Defendant-appellant was not present or represented at the trial. Plaintiffs-appel-lees’ attorney proceeded with the case and introduced seven exhibits, and called one witness to testify. The record contains the seven exhibits, but not the testimony of the lone witness.

In determining motions to dismiss on account of incompleteness of the record, our courts have always considered the surrounding circumstances, and permitted completion of the record, either by stipulation or by remand, rather than dismiss the appeal, since appeals a're favored in furtherance of justice. Kendrick v. Garrene, 233 La. 121, 96 So.2d 63; Esso Standard Oil Company v. Jordan, 231 La. 594, 92 So.2d 377; Godchaux Sugars v. Ockman, La.App., 68 So.2d 206; Phelan v. Wilson, 114 La. 813, 38 So. 570.

In Clostio’s Heirs v. Sinclair Refining Co., La.App., 36 So.2d 283, 286, the Court said :

“There are a number of decisions which point out that where the motion to dismiss the appeal strikes at the foundation of the right of the appeal itself, the motion should be maintained, whereas if the motion relates to some informality in connection with the appeal which does not affect the right of appeal itself or the jurisdiction of the Appellate Court, such informality should not result in preventing a review of the case by the Appellate Court. Coreil v. Town of Welsh, 120 La. 557, 45 So. 438; Haydel v. Major, La.App., 19 So.2d 628; Watson v. Young, La.App., 34 So.2d 86.”

Counsel for plaintiffs-appellees also contends that appellant no longer has an interest to prosecute this appeal, because the Federal Government has since acquired the land by expropriation. While the record does not disclose this fact (but all counsel concede it), the expropriation would merely convert the issue from that of revendication of title to the land to that of the ownership of the expropriation funds. This issue can only be decided when the matter is heard here on the merits.

There is nothing in the record to indicate that the incompleteness of the record can be entirely imputed to the defendant-appellant.

For the reasons assigned, the motion to dismiss the appeal will be referred to the merits, and the defendant-appellant and plaintiffs-appellees given until May 17, 1961, to complete the transcript as permitted by C.P. Arts. 602, 603; the record, after the date stated, to be considered on the merits as in any other case argued and submitted in due course.

Motion to dismiss referred to merits.

What to do:
According to the court excerpt, what part of the trial is missing from the record?

Data provided:
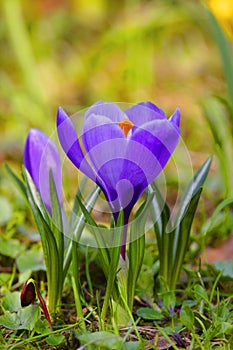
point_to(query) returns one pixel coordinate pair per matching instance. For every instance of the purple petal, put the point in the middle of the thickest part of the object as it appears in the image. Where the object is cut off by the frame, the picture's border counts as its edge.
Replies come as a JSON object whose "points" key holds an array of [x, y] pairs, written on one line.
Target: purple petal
{"points": [[70, 143], [175, 118], [160, 137], [98, 129], [153, 107], [142, 113], [108, 109], [41, 155]]}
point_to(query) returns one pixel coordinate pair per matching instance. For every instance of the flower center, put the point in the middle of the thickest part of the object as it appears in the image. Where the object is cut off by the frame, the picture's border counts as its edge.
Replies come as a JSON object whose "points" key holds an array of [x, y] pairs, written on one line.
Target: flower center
{"points": [[126, 125]]}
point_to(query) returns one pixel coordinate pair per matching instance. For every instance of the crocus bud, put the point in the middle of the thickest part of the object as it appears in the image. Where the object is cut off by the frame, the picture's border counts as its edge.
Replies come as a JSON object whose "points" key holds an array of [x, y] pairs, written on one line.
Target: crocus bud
{"points": [[40, 156], [28, 294]]}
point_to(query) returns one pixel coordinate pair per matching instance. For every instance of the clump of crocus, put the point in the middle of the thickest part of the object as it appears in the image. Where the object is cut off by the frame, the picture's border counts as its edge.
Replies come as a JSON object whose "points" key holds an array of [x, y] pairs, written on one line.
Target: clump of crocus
{"points": [[40, 156], [122, 151]]}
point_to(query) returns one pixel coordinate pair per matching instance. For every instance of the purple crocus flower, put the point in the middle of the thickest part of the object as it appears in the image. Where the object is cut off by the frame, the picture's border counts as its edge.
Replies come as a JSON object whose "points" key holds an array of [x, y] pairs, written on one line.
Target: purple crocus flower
{"points": [[122, 151], [41, 155]]}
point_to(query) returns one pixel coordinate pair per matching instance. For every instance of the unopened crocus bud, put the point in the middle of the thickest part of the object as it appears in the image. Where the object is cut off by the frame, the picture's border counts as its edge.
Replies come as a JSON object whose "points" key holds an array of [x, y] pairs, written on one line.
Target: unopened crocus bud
{"points": [[28, 294], [40, 156]]}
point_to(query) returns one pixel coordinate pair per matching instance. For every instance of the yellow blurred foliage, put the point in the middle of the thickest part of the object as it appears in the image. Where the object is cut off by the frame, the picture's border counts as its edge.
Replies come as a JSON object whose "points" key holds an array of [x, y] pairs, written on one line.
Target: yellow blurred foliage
{"points": [[223, 11]]}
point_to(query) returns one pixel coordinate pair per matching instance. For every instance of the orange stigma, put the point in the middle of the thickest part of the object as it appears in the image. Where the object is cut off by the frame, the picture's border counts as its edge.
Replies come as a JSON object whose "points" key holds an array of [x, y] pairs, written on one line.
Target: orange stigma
{"points": [[126, 125]]}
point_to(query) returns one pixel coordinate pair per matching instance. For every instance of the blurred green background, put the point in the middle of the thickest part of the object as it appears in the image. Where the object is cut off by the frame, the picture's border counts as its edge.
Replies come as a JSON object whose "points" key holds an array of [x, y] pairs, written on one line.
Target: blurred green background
{"points": [[71, 53]]}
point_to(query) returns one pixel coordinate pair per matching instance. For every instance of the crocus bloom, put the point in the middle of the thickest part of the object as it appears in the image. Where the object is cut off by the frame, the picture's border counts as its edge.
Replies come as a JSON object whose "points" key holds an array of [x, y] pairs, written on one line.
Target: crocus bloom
{"points": [[41, 155], [122, 151]]}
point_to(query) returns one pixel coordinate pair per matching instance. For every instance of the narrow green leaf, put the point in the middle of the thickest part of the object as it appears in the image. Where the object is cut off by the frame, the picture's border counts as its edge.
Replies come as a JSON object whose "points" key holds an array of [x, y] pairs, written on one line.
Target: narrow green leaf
{"points": [[194, 186], [187, 317], [160, 215], [221, 129], [57, 228], [17, 180], [149, 314], [77, 225], [137, 247], [49, 244], [104, 254], [224, 204], [34, 194], [182, 233]]}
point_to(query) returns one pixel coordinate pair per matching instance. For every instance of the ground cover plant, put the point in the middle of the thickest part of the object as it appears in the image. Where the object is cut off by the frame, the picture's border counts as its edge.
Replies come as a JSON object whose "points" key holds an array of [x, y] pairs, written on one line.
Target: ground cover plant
{"points": [[115, 224]]}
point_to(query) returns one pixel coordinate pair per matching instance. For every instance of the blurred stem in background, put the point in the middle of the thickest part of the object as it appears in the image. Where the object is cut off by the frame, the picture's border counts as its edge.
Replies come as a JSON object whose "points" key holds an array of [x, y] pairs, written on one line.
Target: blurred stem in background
{"points": [[219, 110], [21, 46]]}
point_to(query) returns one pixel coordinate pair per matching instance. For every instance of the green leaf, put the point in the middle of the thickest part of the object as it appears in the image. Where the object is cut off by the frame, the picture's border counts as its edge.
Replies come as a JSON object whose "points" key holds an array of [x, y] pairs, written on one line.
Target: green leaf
{"points": [[101, 340], [135, 345], [182, 233], [55, 339], [5, 210], [31, 260], [194, 186], [149, 314], [34, 196], [18, 182], [11, 247], [187, 317], [11, 302], [137, 247], [221, 129], [160, 214], [215, 216], [226, 267], [104, 254]]}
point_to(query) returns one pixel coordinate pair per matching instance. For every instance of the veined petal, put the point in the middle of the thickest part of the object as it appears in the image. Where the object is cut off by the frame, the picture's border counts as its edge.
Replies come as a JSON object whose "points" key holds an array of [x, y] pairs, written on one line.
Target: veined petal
{"points": [[175, 118], [70, 143], [107, 109], [143, 113], [152, 106], [41, 155], [98, 129], [160, 137]]}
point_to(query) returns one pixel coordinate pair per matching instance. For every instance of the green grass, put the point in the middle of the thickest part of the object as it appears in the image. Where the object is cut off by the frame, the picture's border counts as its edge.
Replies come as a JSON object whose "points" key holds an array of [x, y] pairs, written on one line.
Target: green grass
{"points": [[73, 55]]}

Output for this exercise:
The testimony of the lone witness.